──────── DONNÉES EXTRAITES
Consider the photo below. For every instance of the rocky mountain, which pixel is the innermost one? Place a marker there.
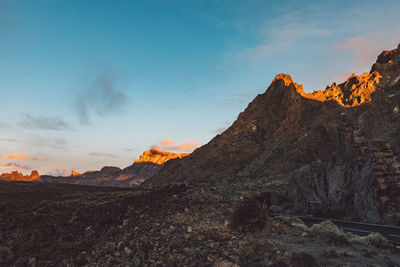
(339, 147)
(18, 176)
(149, 163)
(159, 157)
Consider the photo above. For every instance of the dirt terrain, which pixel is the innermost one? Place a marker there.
(69, 225)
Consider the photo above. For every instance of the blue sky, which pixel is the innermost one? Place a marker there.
(91, 83)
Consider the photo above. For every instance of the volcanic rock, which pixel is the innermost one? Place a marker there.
(18, 176)
(338, 148)
(159, 157)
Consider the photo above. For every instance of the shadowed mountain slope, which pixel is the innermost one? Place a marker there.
(339, 147)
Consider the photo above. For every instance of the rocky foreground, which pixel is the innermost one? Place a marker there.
(66, 225)
(339, 147)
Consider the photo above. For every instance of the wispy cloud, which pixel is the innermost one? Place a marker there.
(365, 49)
(171, 145)
(52, 142)
(100, 154)
(43, 122)
(279, 38)
(22, 157)
(12, 165)
(101, 97)
(9, 140)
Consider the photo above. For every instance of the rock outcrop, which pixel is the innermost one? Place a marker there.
(339, 147)
(18, 176)
(159, 157)
(149, 163)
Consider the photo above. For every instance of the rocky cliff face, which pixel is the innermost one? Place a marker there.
(149, 163)
(18, 176)
(339, 147)
(159, 157)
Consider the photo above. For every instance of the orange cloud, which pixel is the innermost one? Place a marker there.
(170, 145)
(21, 156)
(14, 166)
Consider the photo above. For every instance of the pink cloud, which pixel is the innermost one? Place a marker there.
(22, 157)
(170, 145)
(365, 49)
(14, 166)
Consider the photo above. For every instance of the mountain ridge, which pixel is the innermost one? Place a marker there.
(288, 136)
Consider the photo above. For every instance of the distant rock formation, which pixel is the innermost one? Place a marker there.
(149, 163)
(159, 157)
(339, 147)
(18, 176)
(73, 174)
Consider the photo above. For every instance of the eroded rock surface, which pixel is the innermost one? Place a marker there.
(339, 147)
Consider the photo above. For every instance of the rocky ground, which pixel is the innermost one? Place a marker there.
(66, 225)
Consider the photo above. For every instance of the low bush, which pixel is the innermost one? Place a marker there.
(6, 255)
(331, 232)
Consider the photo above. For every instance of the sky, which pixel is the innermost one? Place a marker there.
(91, 83)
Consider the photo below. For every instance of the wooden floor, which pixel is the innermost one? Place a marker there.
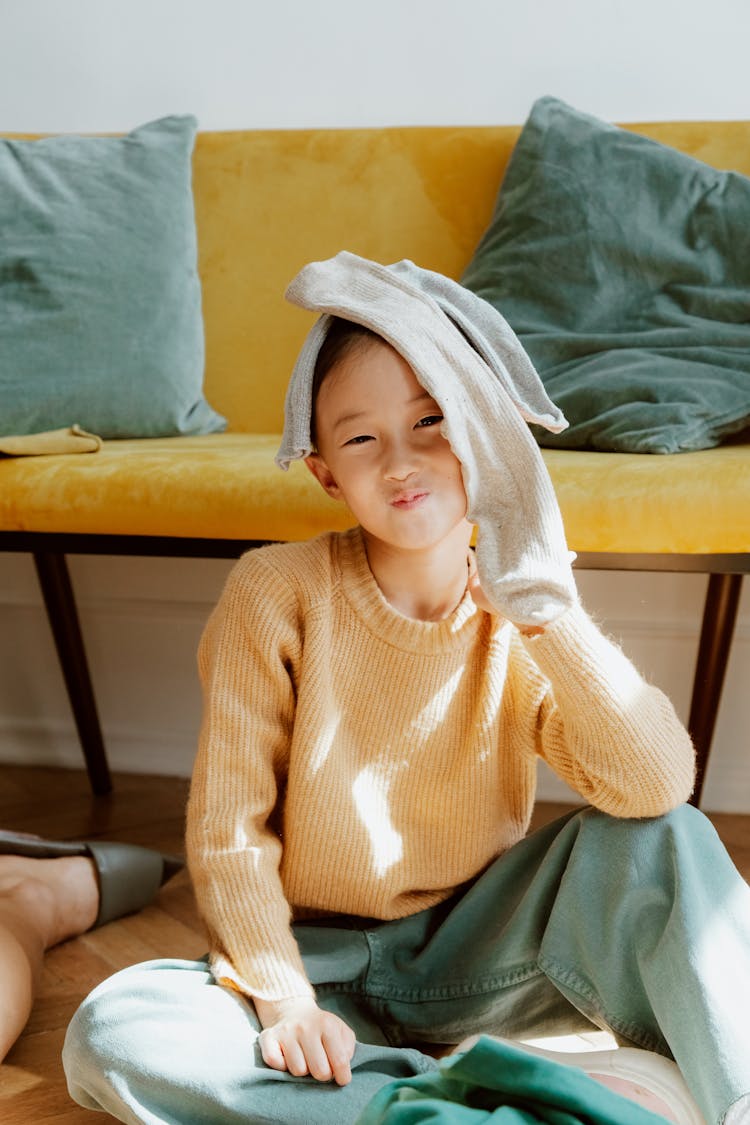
────────────────
Identifiez chaque ligne ci-dessus qui contient la chaîne « below » et recopiez-la.

Consider the photo below. For every instance of the rocky mountain, which pixel is the innermost one? Place a marker there.
Consider the photo below. For every instance of the wooden floor, which pixel is the innermost one? Place a marker there.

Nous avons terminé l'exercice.